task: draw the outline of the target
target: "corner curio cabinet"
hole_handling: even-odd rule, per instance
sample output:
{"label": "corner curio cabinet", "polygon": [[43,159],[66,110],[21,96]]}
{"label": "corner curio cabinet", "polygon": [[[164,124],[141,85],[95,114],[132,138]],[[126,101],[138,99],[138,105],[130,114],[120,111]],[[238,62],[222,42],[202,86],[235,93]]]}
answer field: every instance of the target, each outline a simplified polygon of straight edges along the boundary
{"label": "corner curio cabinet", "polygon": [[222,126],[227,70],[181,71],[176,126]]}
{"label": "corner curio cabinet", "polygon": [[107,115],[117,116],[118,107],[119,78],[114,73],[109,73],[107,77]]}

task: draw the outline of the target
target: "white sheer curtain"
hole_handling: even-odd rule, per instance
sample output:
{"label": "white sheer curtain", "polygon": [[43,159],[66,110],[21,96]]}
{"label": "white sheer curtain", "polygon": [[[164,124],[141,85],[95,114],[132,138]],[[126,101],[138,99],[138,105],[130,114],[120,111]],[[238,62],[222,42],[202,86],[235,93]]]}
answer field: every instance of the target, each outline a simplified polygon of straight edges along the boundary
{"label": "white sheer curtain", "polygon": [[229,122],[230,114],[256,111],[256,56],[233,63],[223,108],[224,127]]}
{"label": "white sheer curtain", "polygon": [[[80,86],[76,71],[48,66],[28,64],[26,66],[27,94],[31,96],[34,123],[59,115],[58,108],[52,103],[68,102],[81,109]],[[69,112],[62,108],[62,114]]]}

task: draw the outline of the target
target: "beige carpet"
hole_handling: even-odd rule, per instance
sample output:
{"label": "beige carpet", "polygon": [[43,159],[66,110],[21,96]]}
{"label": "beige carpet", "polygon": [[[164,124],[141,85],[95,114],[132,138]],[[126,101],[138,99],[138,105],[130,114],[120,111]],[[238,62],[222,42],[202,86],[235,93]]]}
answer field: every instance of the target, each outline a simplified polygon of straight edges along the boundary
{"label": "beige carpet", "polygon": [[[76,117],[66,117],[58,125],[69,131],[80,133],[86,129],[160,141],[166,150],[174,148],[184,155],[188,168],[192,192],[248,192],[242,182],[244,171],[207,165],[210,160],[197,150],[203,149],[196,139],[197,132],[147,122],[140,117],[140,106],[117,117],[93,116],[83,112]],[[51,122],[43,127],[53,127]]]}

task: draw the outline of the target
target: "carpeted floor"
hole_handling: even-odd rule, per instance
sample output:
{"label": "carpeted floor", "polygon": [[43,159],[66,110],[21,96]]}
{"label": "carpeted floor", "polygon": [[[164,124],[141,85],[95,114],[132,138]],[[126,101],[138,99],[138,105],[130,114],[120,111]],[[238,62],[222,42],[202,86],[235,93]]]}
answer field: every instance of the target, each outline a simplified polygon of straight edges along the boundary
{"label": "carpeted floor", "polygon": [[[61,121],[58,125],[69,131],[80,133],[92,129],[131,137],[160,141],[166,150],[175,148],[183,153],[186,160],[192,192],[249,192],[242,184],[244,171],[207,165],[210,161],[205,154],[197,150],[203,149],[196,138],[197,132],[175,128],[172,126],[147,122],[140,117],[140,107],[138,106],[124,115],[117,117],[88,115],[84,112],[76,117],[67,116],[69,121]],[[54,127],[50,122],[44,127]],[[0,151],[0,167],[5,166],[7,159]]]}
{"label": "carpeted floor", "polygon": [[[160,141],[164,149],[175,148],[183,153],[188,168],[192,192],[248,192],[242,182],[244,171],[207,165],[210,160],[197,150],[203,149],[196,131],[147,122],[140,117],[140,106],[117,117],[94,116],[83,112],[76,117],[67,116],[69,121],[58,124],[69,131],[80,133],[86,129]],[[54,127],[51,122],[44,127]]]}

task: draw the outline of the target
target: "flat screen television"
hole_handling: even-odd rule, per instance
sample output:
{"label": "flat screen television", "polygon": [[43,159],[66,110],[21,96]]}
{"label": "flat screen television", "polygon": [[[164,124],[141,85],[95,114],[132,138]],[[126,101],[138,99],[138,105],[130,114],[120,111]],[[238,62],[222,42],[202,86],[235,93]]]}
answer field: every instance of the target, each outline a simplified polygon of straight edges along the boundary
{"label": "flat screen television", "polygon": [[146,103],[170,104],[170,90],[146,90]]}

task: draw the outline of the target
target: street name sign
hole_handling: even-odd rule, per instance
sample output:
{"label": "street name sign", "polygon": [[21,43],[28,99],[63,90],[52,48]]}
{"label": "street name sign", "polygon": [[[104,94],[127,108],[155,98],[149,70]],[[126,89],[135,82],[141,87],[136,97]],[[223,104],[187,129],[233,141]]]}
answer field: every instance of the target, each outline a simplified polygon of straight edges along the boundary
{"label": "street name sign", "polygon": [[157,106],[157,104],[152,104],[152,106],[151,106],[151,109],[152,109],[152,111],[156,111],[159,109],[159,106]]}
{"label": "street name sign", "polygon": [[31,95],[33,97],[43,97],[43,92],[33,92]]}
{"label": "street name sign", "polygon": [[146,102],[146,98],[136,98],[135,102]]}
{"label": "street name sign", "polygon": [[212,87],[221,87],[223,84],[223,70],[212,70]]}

**SET PROBLEM:** Repeat all the entries exactly as given.

**EXERCISE ANSWER:**
task: draw the outline of the target
target: "corner curio cabinet"
hole_handling: even-odd rule, per instance
sample output:
{"label": "corner curio cabinet", "polygon": [[43,159],[66,110],[21,96]]}
{"label": "corner curio cabinet", "polygon": [[[164,124],[141,85],[95,114],[132,138]],[[126,101],[138,99],[138,105],[130,114],[120,111]],[[238,62],[222,42],[202,86],[235,93]]]}
answer field: every instance of the target, each outline a simplified polygon of straight edges along the boundary
{"label": "corner curio cabinet", "polygon": [[222,126],[227,70],[181,71],[176,126]]}
{"label": "corner curio cabinet", "polygon": [[107,115],[117,116],[118,107],[119,78],[114,73],[109,73],[107,77]]}

task: draw the outline of the target
target: "white sheer curtain"
hole_handling: even-odd rule, per instance
sample output:
{"label": "white sheer curtain", "polygon": [[43,159],[66,110],[21,96]]}
{"label": "white sheer curtain", "polygon": [[[164,124],[141,85],[95,114],[132,138]],[[126,101],[138,99],[138,105],[130,114],[120,111]],[[238,62],[222,42],[202,86],[235,93]]]}
answer field: every instance of the target, each outline a simplified polygon of straight edges along the boundary
{"label": "white sheer curtain", "polygon": [[229,122],[230,114],[256,111],[256,56],[233,63],[223,108],[224,127]]}
{"label": "white sheer curtain", "polygon": [[[80,86],[76,71],[48,66],[28,64],[26,66],[27,94],[31,96],[34,123],[59,115],[58,108],[52,103],[68,102],[81,109]],[[69,112],[62,108],[62,114]]]}

task: draw the outline of the target
target: "beige carpet"
hole_handling: even-odd rule, per instance
sample output:
{"label": "beige carpet", "polygon": [[43,159],[66,110],[21,96]]}
{"label": "beige carpet", "polygon": [[[164,124],[141,85],[95,114],[132,138]],[[126,101],[138,99],[138,105],[130,114],[120,111]],[[238,62],[222,42],[202,86],[235,93]]]}
answer field: every instance of the target, each outline a simplified polygon of straight edges along the boundary
{"label": "beige carpet", "polygon": [[[76,117],[66,117],[58,125],[69,131],[80,133],[86,129],[160,141],[166,150],[174,148],[184,155],[188,168],[192,192],[248,192],[242,182],[244,171],[207,165],[210,160],[197,150],[203,149],[196,139],[197,132],[147,122],[140,117],[140,106],[117,117],[93,116],[83,112]],[[51,122],[43,127],[53,127]]]}

task: draw the outline of the target
target: "carpeted floor"
hole_handling: even-odd rule, per instance
sample output:
{"label": "carpeted floor", "polygon": [[43,159],[66,110],[21,96]]}
{"label": "carpeted floor", "polygon": [[[164,124],[141,85],[95,114],[132,138]],[[126,101],[138,99],[138,105],[130,114],[120,111]],[[238,62],[222,42],[202,86],[235,93]]]}
answer field: every instance of the target, each outline a simplified polygon of straight edges along the boundary
{"label": "carpeted floor", "polygon": [[[61,121],[58,125],[69,131],[80,133],[92,129],[131,137],[160,141],[166,150],[175,148],[183,153],[186,160],[192,192],[249,192],[242,184],[244,171],[207,165],[210,161],[205,154],[197,150],[203,149],[196,138],[197,132],[175,128],[172,126],[147,122],[140,117],[140,107],[138,106],[124,115],[117,117],[88,115],[84,112],[76,117],[67,116],[69,121]],[[54,127],[50,122],[44,127]],[[0,151],[0,167],[5,166],[7,159]]]}
{"label": "carpeted floor", "polygon": [[[160,141],[164,149],[175,148],[183,153],[188,168],[192,192],[248,192],[242,182],[244,171],[207,165],[210,160],[197,150],[203,149],[196,131],[147,122],[140,117],[140,106],[117,117],[94,116],[83,112],[76,117],[67,116],[69,121],[58,124],[69,131],[80,133],[86,129]],[[54,127],[51,122],[44,127]]]}

task: draw the outline of the target
target: "flat screen television"
hole_handling: even-odd rule, per instance
sample output:
{"label": "flat screen television", "polygon": [[43,159],[66,110],[21,96]]}
{"label": "flat screen television", "polygon": [[[164,124],[141,85],[95,114],[132,138]],[[126,101],[138,99],[138,105],[130,114],[120,111]],[[238,62],[222,42],[202,86],[235,93]]]}
answer field: every instance of the target, each outline a simplified polygon of straight edges along the boundary
{"label": "flat screen television", "polygon": [[146,103],[170,104],[170,90],[146,90]]}

task: draw the outline of the target
target: street name sign
hole_handling: even-odd rule, per instance
sample output:
{"label": "street name sign", "polygon": [[21,43],[28,99],[63,90],[52,48]]}
{"label": "street name sign", "polygon": [[[104,94],[127,108],[155,98],[149,70]],[[126,89],[135,82],[141,87],[136,97]],[[223,104],[187,129],[233,141]]]}
answer field: every instance of the target, each outline a simplified polygon of straight edges along the boundary
{"label": "street name sign", "polygon": [[157,106],[157,104],[152,104],[152,106],[151,106],[151,109],[152,109],[152,111],[156,111],[159,109],[159,106]]}
{"label": "street name sign", "polygon": [[31,95],[33,97],[43,97],[43,92],[33,92]]}
{"label": "street name sign", "polygon": [[146,102],[146,98],[136,98],[135,102]]}
{"label": "street name sign", "polygon": [[212,87],[221,87],[223,84],[223,70],[212,70]]}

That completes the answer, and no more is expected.